## WORK TO BE COMPLETED
Copy the whole listing below line for line without changing anything, and leave the pictures out of your copy.

## RECORDS FOR THIS EXERCISE

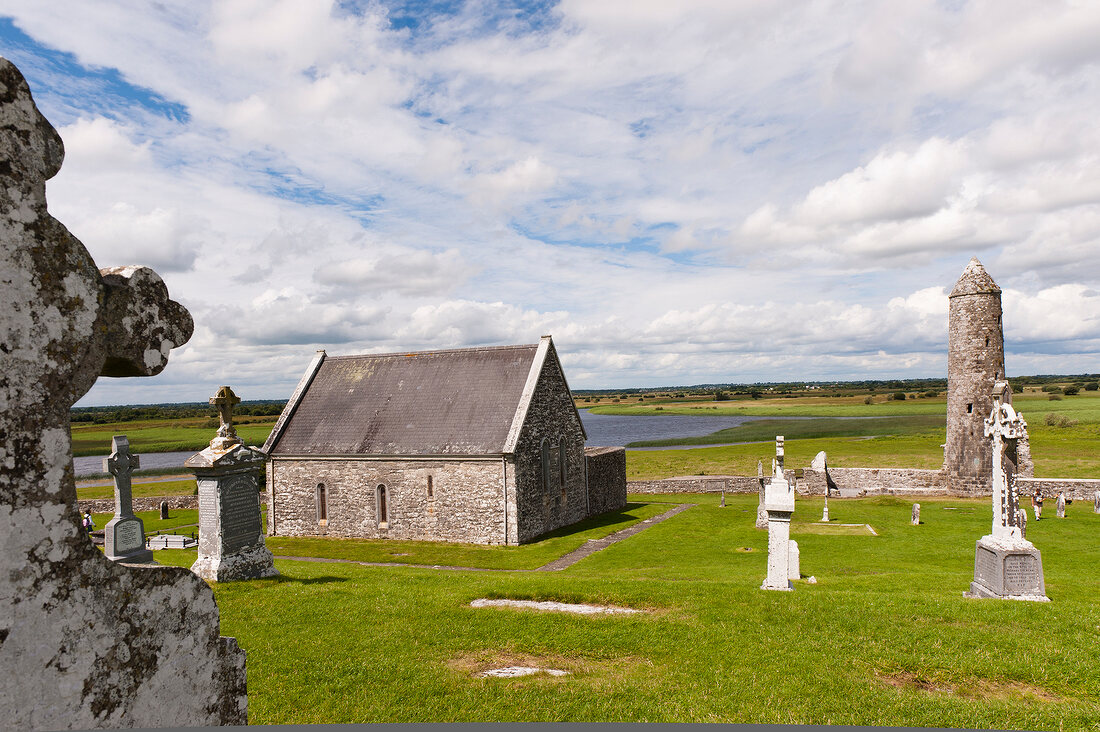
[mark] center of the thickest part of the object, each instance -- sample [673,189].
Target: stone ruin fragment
[84,642]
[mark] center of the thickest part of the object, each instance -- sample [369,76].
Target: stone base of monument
[1010,569]
[253,563]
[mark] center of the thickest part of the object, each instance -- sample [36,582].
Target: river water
[602,429]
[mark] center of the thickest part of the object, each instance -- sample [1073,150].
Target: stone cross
[1004,426]
[224,400]
[120,463]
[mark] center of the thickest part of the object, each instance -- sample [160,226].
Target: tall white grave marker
[1005,564]
[779,503]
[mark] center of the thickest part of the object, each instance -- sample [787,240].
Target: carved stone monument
[1005,564]
[85,642]
[821,463]
[779,503]
[124,534]
[231,536]
[761,514]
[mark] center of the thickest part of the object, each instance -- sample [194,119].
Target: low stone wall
[147,503]
[1076,489]
[700,484]
[875,480]
[606,470]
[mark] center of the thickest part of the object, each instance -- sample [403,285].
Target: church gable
[457,402]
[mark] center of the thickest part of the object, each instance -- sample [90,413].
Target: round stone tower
[975,360]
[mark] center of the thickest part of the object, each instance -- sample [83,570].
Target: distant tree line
[101,415]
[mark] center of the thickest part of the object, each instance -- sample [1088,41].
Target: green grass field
[162,435]
[884,637]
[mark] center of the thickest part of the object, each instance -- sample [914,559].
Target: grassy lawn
[140,490]
[884,637]
[527,556]
[162,435]
[766,429]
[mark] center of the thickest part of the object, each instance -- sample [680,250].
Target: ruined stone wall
[975,360]
[465,504]
[876,480]
[701,484]
[1076,489]
[541,507]
[606,468]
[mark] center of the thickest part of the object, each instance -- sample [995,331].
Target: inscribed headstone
[124,534]
[231,537]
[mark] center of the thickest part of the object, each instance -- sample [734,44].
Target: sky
[680,193]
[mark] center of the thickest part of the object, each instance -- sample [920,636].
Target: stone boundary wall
[700,484]
[1076,489]
[606,471]
[875,480]
[147,503]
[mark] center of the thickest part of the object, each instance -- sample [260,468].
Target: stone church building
[480,445]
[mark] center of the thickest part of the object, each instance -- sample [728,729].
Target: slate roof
[974,281]
[454,402]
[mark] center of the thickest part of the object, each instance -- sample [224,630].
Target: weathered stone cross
[224,400]
[120,463]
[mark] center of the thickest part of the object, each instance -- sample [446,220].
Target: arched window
[381,505]
[321,501]
[546,466]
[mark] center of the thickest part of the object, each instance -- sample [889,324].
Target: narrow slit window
[383,512]
[322,504]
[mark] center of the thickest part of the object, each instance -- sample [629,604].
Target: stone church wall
[541,507]
[606,470]
[465,503]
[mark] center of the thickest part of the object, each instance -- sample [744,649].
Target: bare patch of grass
[970,688]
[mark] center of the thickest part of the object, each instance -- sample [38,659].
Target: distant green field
[883,637]
[766,429]
[161,435]
[139,490]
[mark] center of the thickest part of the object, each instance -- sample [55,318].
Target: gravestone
[85,642]
[761,514]
[779,503]
[124,534]
[231,536]
[1005,564]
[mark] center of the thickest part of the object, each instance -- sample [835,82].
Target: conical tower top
[975,281]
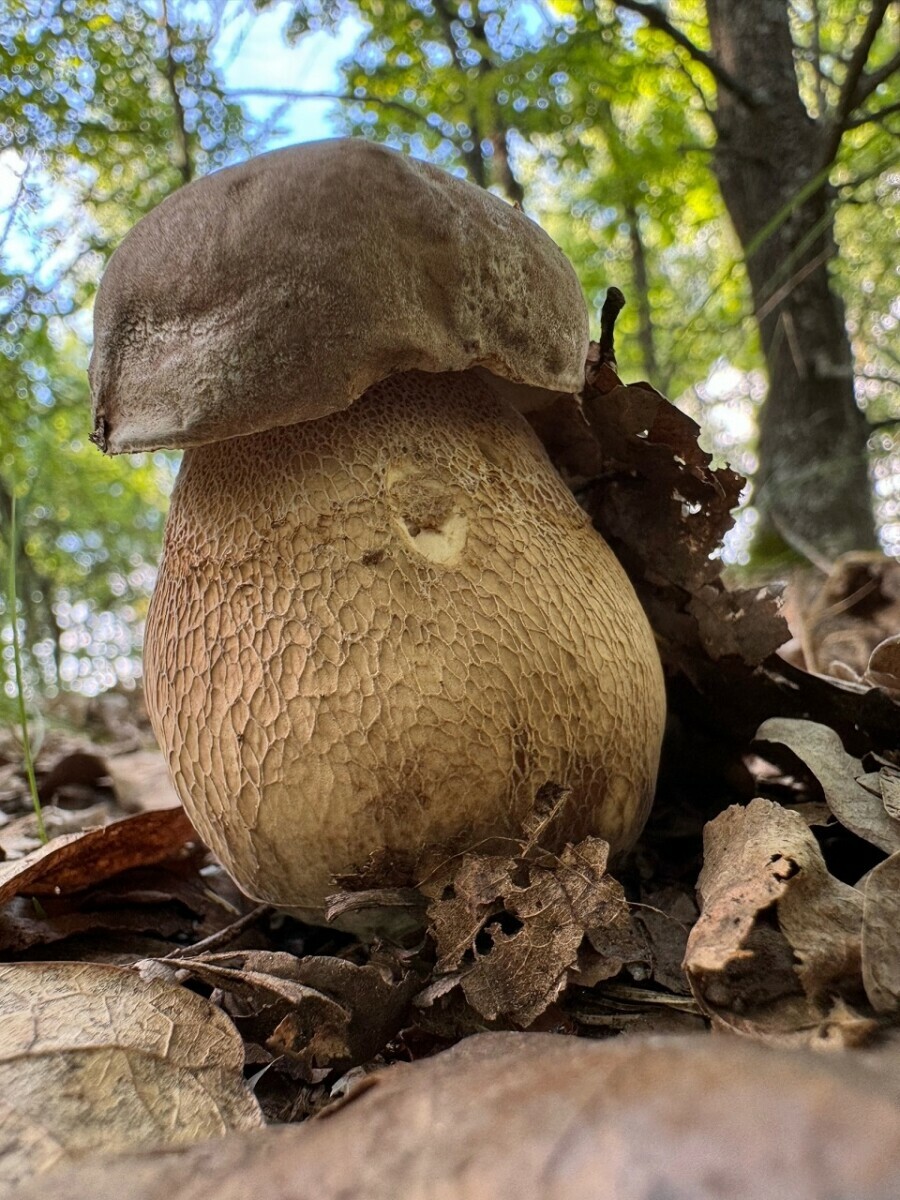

## EXPECTED OUTPUT
[mark] center of the thickest part of the object, each instance -- sample [673,189].
Target: stone ruin fragment
[84,642]
[mark] center of the thickest part of the object, each instance -- sample [369,76].
Target: stone base of monument
[1010,569]
[253,563]
[mark] center of the thickest part of the object, each instance -- sample [36,582].
Target: river water
[602,429]
[mark] center of the thickest part of the object, each instance -- sample [1073,150].
Target: stone cross
[1004,426]
[224,400]
[120,463]
[mark] center of the thickest part of the object, each instance -- sample [160,226].
Target: tall white grave marker
[1005,564]
[779,503]
[mark] center of the thickest part of the object, each instance -- sample [787,240].
Target: carved stone monument
[1005,564]
[85,642]
[821,463]
[779,503]
[124,534]
[231,536]
[761,514]
[mark] center of the thickest part of the object, each instance -- sample [194,119].
Target: low stone wall
[147,503]
[1076,489]
[700,484]
[875,480]
[606,470]
[mark] center of the thickest part of the object, each instance -- sample [403,285].
Target: church gable
[457,402]
[mark] center of the thickest part of the object, each instance -- sample [90,413].
Target: round stone tower
[975,360]
[mark] center of the thickest part of the object, each instance -- sample [83,570].
Target: distant tree line
[101,415]
[mark] center of the thickest part of the object, each instance -- sample [1088,41].
Target: green grass field
[162,435]
[884,637]
[mark] center of the thickest part of the object, each instance -- sample [914,559].
Target: grassy lawn
[140,490]
[884,637]
[527,556]
[162,435]
[766,429]
[mark] center of the thickest part of the object, each instance -- sample [680,250].
Target: ruined stone wall
[975,360]
[465,504]
[876,480]
[701,484]
[1076,489]
[541,507]
[606,468]
[mark] center of the thickest part of the object, each instance -- sample [995,331].
Target: inscribed headstone
[124,534]
[231,537]
[mark] center of the thickest part of the object, each instance -- sample [734,44].
Target: sky
[680,193]
[mark] center of the thickest part of the object, each instance -- sample [920,636].
Target: stone boundary wall
[700,484]
[1076,489]
[606,471]
[875,480]
[147,503]
[mark] center of the thickest part of the object, each instance -- sample [260,468].
Target: stone church building
[480,445]
[mark] center of the thickest part of the object, each instance -- sample [728,729].
Target: slate roof
[974,281]
[454,402]
[mark] center of the thickest part of the object, each instance -- sample [224,630].
Target: weathered stone cross
[224,400]
[120,463]
[mark] center of the thickest part of the object, each instance -- sample [446,220].
Target: arched window
[381,505]
[321,501]
[546,466]
[mark] center of the thickest part of the object, each instance -- sample [889,324].
Target: narrow slit window
[383,512]
[322,504]
[mark] center of the thickest part of the object, each instance -- sample [629,604].
Target: stone church wall
[541,507]
[606,470]
[465,503]
[mark] center of the thickest part of the object, each instance -- sample [744,649].
Target: bare patch of grass
[970,688]
[mark] center of the thickest part of the object, each instance -- sample [38,659].
Target: distant green field
[883,637]
[766,429]
[161,435]
[139,490]
[mark] center of the thickest part of the object, each instance -- sample [55,318].
Target: gravestone
[85,642]
[761,514]
[779,503]
[124,534]
[231,536]
[1005,564]
[mark] center of the thickest part of the object, each instance -- sample [835,82].
Target: conical tower top
[975,281]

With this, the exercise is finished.